WHAT YOU NEED TO DO –
Reproduce the lines of the records below verbatim, starting at the line that contains "Pin the blurred crowd" and ending at the last line of the records.

Raw records:
────

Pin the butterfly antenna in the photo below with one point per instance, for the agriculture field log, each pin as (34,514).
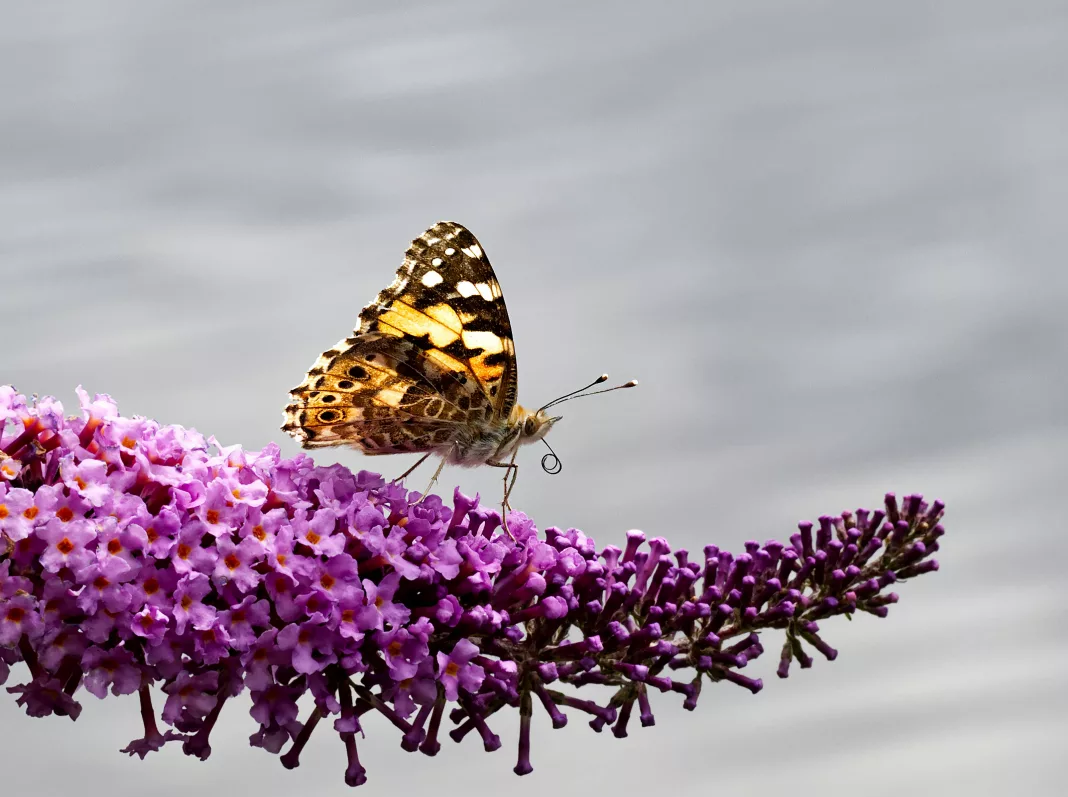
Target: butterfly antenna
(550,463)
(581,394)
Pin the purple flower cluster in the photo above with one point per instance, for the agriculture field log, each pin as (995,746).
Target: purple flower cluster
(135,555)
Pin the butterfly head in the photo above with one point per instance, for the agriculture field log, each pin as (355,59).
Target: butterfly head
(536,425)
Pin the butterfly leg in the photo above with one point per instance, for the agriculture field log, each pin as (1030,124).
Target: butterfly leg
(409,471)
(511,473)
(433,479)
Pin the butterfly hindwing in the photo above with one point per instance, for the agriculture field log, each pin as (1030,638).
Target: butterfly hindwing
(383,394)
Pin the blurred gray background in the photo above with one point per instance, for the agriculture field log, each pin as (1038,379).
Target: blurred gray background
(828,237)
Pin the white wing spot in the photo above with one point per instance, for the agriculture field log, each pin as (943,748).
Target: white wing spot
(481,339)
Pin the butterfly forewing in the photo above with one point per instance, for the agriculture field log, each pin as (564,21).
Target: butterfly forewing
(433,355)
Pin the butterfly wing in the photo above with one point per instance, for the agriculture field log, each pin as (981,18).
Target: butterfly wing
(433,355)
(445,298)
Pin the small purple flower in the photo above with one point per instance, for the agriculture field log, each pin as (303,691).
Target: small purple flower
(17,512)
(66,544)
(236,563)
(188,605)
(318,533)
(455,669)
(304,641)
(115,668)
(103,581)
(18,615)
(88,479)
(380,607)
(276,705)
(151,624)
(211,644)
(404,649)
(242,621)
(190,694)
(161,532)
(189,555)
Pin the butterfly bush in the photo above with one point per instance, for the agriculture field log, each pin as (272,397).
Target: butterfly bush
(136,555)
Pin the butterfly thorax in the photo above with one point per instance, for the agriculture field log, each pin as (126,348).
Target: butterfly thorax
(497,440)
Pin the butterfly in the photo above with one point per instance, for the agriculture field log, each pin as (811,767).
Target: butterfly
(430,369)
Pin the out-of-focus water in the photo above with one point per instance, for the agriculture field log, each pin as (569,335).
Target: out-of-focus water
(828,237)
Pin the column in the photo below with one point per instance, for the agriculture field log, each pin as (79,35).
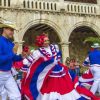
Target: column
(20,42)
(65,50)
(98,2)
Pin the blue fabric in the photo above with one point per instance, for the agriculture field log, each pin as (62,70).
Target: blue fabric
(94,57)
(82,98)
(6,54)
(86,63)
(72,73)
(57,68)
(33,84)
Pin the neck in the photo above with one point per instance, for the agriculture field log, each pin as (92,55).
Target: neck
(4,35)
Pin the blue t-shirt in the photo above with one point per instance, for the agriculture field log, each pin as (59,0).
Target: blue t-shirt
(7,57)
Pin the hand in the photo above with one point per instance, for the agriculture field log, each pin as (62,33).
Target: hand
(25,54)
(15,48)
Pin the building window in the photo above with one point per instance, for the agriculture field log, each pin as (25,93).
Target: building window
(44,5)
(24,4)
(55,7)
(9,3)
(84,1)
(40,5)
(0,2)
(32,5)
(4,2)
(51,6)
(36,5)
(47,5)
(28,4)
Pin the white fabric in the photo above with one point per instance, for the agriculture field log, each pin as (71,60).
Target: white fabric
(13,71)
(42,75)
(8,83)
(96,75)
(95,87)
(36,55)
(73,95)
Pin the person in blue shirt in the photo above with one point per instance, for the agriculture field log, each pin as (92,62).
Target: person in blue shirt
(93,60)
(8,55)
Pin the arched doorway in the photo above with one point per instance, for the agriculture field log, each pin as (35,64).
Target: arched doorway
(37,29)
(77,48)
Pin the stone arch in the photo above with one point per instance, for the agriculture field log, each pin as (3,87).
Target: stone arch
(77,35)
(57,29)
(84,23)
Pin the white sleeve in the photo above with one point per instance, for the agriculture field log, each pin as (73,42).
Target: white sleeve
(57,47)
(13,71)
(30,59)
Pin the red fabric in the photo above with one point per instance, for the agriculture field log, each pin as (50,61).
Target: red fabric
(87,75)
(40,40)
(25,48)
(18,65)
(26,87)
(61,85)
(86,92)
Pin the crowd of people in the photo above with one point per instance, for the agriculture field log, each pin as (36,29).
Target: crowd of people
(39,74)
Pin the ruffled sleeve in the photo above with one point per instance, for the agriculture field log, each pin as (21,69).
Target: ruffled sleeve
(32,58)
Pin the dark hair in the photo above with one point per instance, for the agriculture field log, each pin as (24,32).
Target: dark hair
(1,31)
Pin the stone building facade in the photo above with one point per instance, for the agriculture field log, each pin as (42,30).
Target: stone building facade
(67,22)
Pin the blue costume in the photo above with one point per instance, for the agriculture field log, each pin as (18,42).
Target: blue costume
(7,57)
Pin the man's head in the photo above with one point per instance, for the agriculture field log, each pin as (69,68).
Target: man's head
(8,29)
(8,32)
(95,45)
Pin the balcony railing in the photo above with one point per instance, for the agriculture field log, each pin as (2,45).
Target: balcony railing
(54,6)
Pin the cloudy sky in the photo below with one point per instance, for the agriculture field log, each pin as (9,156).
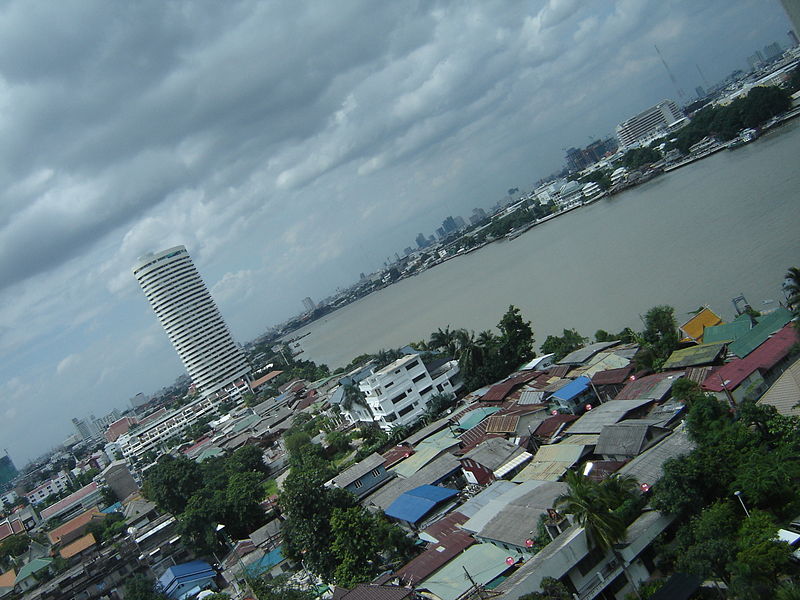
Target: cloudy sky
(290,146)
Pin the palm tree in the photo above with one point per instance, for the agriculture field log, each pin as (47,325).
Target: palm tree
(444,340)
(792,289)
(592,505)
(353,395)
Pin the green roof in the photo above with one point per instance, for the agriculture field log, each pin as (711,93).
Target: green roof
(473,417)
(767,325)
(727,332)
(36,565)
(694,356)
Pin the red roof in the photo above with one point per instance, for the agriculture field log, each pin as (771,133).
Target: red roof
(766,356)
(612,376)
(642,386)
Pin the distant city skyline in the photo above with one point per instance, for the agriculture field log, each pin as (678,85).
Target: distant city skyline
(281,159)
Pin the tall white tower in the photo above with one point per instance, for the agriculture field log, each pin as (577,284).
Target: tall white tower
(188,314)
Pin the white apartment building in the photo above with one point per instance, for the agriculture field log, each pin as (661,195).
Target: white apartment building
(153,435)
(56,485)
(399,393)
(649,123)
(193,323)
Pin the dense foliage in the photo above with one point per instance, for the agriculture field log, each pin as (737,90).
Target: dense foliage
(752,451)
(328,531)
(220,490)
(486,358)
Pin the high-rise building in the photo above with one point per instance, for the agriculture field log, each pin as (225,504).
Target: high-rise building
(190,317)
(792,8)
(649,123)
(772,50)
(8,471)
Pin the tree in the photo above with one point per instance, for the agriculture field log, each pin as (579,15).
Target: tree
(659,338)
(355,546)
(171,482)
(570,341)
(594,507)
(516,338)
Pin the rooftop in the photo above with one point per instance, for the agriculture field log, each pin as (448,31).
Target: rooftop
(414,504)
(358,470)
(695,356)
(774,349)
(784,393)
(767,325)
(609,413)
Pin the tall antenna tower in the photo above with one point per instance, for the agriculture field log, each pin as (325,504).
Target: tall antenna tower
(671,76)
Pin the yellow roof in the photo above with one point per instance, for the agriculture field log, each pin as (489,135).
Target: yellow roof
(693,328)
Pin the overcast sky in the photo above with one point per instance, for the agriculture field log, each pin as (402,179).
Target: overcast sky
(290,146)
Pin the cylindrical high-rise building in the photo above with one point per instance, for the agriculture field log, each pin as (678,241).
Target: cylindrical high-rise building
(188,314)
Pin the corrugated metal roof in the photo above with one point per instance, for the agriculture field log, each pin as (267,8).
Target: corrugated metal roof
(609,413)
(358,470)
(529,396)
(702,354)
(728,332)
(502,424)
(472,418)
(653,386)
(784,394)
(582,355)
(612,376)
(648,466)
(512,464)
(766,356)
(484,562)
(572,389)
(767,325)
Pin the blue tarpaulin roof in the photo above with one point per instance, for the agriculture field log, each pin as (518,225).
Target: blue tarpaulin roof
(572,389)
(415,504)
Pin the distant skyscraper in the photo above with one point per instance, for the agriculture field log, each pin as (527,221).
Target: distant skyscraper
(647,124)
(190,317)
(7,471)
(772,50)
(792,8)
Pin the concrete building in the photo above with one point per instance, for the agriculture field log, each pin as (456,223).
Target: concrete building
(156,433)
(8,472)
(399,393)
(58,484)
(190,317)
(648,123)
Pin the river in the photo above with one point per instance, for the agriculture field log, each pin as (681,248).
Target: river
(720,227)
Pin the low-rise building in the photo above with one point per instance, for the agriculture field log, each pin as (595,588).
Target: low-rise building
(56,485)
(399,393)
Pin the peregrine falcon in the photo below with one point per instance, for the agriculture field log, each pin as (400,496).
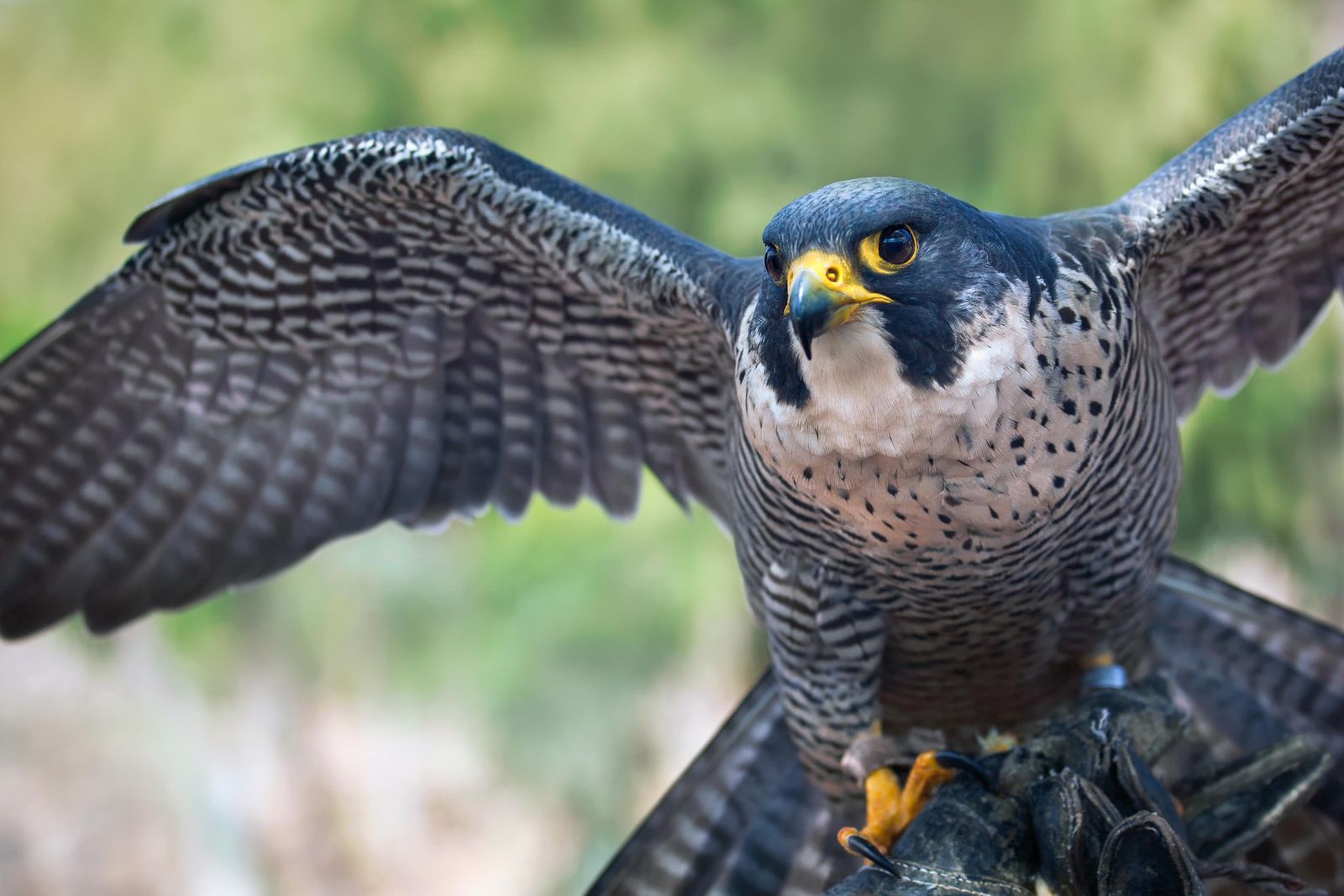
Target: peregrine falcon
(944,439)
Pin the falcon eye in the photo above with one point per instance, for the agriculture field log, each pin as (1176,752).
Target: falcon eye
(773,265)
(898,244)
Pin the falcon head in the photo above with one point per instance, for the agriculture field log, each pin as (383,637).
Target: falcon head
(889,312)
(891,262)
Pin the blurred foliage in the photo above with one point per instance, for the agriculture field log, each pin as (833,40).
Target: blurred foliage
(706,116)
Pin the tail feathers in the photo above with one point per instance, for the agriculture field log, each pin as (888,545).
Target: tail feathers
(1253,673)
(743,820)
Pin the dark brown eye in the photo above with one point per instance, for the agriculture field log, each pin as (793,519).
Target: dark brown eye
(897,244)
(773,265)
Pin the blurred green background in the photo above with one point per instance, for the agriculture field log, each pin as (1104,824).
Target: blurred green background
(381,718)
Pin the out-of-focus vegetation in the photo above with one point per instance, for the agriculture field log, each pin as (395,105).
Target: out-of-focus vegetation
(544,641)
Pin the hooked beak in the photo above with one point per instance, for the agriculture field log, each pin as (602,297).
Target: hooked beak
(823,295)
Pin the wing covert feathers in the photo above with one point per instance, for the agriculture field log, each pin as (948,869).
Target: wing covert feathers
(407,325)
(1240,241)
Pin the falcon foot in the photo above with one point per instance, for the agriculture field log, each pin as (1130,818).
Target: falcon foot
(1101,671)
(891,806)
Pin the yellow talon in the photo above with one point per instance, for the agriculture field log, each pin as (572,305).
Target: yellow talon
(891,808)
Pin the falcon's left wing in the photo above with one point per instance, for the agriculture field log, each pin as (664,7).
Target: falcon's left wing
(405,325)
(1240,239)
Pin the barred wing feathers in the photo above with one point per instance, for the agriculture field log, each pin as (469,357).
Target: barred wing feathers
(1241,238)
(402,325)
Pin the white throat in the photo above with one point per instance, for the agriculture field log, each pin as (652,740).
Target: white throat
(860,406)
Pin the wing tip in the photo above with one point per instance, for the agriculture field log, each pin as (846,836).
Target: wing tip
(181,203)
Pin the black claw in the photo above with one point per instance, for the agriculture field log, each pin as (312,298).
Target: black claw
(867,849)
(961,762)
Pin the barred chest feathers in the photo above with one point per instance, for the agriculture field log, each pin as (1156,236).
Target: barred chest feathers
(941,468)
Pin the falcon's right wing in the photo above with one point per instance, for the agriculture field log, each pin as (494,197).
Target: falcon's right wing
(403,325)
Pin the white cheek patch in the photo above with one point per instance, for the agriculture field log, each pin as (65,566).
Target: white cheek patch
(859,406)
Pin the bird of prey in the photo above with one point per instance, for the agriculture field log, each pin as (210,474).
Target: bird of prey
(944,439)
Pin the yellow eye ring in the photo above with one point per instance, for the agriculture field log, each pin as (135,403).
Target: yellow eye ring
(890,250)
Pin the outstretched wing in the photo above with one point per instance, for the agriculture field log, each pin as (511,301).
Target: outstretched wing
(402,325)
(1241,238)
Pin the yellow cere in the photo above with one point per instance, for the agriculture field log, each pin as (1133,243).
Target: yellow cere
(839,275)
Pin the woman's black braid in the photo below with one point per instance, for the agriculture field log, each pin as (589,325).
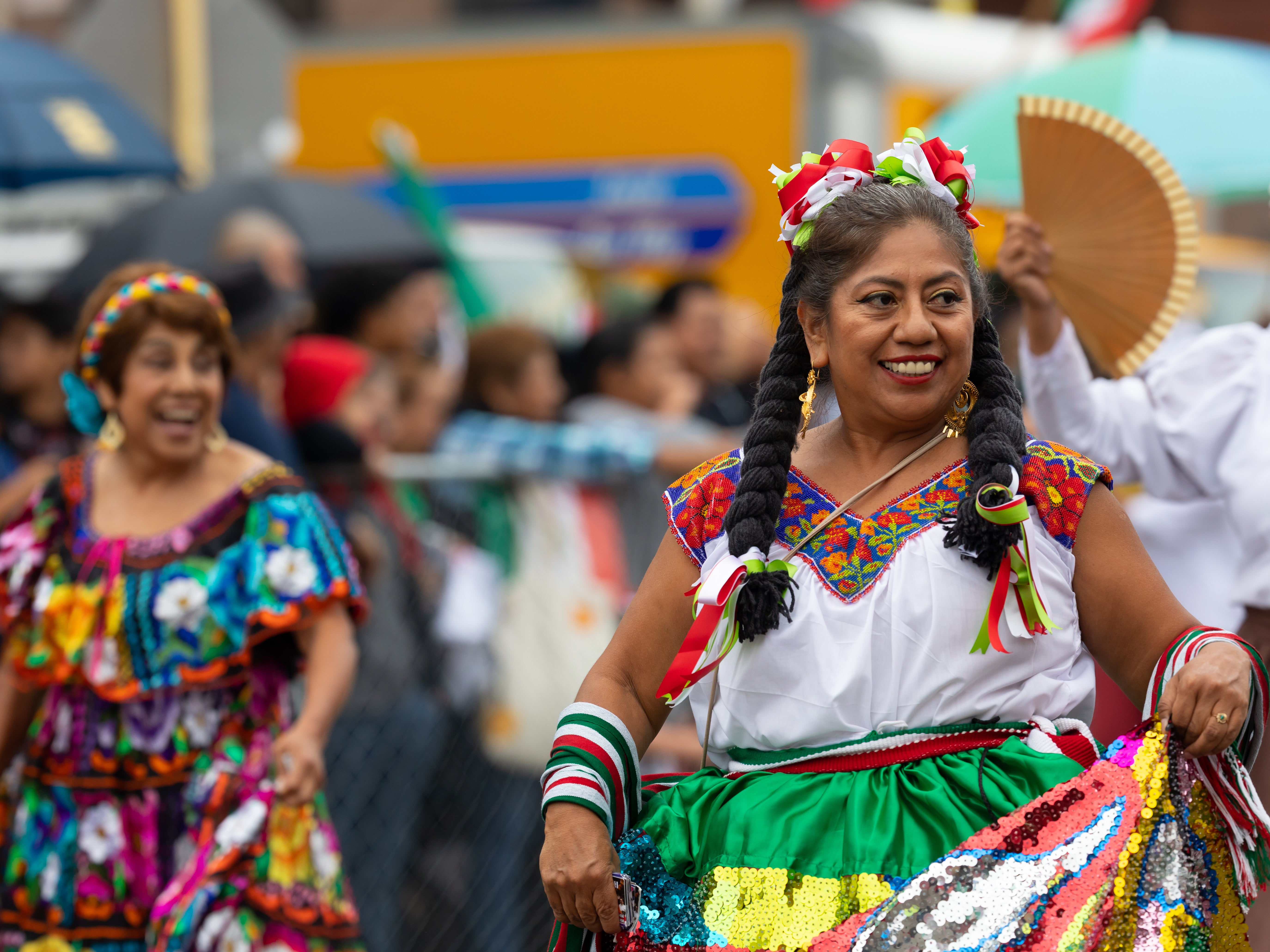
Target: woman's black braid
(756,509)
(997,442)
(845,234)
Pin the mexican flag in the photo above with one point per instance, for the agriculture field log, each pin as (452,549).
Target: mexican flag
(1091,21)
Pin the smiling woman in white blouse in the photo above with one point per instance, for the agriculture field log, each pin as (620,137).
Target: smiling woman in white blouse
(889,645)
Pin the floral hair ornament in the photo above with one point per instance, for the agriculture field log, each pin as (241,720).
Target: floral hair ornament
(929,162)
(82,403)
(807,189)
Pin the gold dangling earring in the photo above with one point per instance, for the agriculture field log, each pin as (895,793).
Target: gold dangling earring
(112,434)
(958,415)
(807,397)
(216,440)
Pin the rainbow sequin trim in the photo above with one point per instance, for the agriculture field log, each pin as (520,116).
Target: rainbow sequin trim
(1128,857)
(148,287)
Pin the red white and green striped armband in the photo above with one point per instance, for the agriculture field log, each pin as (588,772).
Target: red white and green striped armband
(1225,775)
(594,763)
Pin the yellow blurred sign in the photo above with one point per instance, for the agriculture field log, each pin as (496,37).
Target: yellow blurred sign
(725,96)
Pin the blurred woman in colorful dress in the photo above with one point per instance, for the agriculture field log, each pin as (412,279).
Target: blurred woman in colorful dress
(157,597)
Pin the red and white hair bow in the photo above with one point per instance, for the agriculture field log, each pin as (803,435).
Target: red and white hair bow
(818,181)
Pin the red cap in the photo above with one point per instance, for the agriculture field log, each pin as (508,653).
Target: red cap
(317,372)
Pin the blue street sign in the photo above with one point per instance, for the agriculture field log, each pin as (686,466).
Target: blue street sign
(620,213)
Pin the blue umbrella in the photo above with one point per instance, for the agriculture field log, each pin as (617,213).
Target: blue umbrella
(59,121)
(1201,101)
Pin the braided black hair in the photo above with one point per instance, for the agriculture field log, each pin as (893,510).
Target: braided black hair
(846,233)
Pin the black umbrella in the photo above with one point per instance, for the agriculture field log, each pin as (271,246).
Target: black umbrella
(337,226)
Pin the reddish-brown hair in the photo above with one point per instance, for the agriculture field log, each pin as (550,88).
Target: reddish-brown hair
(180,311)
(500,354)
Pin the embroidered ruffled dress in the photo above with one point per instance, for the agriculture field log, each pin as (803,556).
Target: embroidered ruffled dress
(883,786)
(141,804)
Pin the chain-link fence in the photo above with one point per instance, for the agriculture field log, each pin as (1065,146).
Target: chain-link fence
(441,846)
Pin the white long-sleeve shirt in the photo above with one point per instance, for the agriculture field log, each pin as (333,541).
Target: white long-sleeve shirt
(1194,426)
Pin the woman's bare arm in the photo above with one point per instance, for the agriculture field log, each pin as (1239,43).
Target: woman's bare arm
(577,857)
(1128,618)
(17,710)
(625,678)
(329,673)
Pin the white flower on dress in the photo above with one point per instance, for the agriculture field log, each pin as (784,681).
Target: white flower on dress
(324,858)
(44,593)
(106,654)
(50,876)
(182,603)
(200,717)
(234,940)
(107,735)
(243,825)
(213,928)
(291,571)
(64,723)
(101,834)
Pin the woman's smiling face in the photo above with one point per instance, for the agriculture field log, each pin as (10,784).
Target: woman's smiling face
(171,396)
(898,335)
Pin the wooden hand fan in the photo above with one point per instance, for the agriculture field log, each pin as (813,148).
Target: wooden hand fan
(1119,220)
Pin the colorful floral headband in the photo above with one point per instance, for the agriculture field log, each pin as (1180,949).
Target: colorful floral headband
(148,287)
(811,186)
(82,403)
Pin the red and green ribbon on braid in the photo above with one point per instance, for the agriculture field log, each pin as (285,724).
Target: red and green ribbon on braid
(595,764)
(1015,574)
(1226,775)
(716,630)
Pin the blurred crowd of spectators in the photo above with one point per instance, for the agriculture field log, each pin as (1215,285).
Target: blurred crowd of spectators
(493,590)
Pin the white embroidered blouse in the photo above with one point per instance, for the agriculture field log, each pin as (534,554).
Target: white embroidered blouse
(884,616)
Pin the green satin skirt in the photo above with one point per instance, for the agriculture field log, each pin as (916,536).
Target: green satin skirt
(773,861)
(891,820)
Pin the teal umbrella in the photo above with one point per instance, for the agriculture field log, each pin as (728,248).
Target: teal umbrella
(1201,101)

────

EXPECTED ANSWER –
Pin the blurred crowd of spectators in the photo above with one point per instance, for the agriculture field log, each pin as (1215,285).
Target: blurred crowd of spectators
(493,590)
Pin the white embroidered blouse in the photo above with one point per instance, for the agriculture field log, each pin as (534,554).
Target: white embroidered blouse
(884,616)
Pin the green satin skirt in the photo above with one point per instance, for the agriculture field log, each pin as (916,536).
Target: green satin skirt
(773,861)
(891,820)
Pin the teal umbrella in the photo above with one point per instance, for the agriculture field log, each pin as (728,248).
Target: teal umbrella
(1201,101)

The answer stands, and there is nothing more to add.